**Stated problem**
Copy the full set of lines exactly as given.

**Supplied data**

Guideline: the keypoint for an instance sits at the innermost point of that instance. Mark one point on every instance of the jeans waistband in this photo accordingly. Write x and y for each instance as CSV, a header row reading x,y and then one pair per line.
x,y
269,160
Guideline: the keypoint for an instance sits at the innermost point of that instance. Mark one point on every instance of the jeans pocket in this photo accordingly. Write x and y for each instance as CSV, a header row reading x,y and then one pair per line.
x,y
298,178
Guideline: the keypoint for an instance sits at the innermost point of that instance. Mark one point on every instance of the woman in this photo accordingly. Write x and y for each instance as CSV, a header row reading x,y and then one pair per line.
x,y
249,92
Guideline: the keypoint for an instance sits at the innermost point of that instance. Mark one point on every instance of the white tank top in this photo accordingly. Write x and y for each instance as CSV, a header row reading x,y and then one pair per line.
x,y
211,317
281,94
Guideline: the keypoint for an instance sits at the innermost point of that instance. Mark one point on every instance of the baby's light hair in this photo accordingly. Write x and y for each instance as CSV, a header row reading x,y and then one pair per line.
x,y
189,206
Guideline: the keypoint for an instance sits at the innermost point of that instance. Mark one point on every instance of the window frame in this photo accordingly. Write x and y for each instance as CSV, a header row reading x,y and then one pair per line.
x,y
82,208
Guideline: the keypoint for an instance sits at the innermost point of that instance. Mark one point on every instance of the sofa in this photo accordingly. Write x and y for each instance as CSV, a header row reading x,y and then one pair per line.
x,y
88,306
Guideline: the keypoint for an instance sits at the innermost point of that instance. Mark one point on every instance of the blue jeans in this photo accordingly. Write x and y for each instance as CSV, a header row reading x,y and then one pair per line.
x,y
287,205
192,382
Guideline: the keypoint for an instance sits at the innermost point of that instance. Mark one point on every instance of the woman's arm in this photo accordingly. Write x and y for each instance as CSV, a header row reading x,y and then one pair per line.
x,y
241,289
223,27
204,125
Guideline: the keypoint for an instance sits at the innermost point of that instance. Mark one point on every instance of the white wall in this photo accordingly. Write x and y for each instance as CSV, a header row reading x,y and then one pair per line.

**Result of this task**
Guideline: the keypoint for an instance sits at the innermost point of that instance. Mark one point on every instance of the jeans waistband in this photo accordingly. Write x and y for each instance as CSV, a header row reading x,y and then one pair per line.
x,y
269,160
Guideline: the keypoint for an instance sits at the innermost point of that instance. Mark one point on every instance of the jeans pocket in this photo accordingly. Write x and y for each instance as CSV, a header row reading x,y and then one pair per line.
x,y
298,178
Guideline: the keypoint for an instance sits at the innermost point of that instance. Mark one point on every instance of the woman in this photo accordingly. Write x and y for each instance as CSV, a header row reading x,y and then one pair per line.
x,y
249,92
Guideline: the keypoint for an instance sits at the innermost point of that instance. Mark one point on every instance of the white tank top in this photo accordingly. Write x and y for each instance as CSV, a header row reading x,y and then one pair per line.
x,y
211,317
281,94
Guideline: the keypoint for an instance sits at the innermost point of that instance. Mark one point on every instance of the baby's light hair in this photo accordingly. Write x and y for each instance as CSV, a header row reading x,y and then one pair per line.
x,y
189,206
Guideline: the keypoint for an instance sits at the innermost point of that instance. Mark one point on every instance of the window frame in this photo accordingly. Write x and y for each instance as CSV, a header row reading x,y and then one pair per line.
x,y
82,208
Guideline: the keypoint for an instance sits at the innermost point of that instance. Mark one point on every instance of the sofa in this photo accordingly. Write x and y for each instance as CSV, a header row reading x,y and then one pair per line.
x,y
88,306
Guideline: the keypoint for an instance sits at the innermost point of that instance. Mark one point on every instance of the blue jeans in this photo accordingly. Write x and y for each instance as CSV, a header row reading x,y and then one pair per line.
x,y
287,205
192,382
Guideline: the keypoint for an instance sits at the innermost point of that instance. Mark one point on every instance of the woman's arm in this photo accordingly. Write x and y for each instance as CSV, a header row reading x,y and then one pair per line.
x,y
241,289
223,27
204,125
Guideline: the keypoint for an instance sits at the innermost point of that instance. Mark one point on every instance of the white wall in this photo accordingly. Write x and y for each instance as CSV, a header row reading x,y and then one pair per line.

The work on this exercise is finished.